**What you should do**
Please transcribe the data that follows exactly as given, leaving out every picture.

[Saved entries]
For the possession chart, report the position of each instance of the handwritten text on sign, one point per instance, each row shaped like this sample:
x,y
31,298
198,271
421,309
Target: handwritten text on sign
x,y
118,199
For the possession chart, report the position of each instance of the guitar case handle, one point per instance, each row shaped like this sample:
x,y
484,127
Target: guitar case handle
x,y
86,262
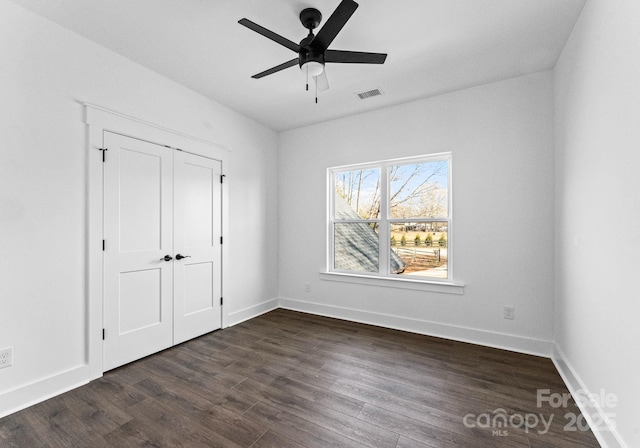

**Final answer**
For the possession chart, report the position of each instance of the handwritten text on sign, one point per instance, each row shaped like this sample:
x,y
31,298
198,271
421,309
Target: handwritten text on sign
x,y
118,199
For the possession chart, report the position of each instance of the guitar case handle, one point per instance, each row shaped like this sample:
x,y
484,127
Target: guitar case handle
x,y
86,262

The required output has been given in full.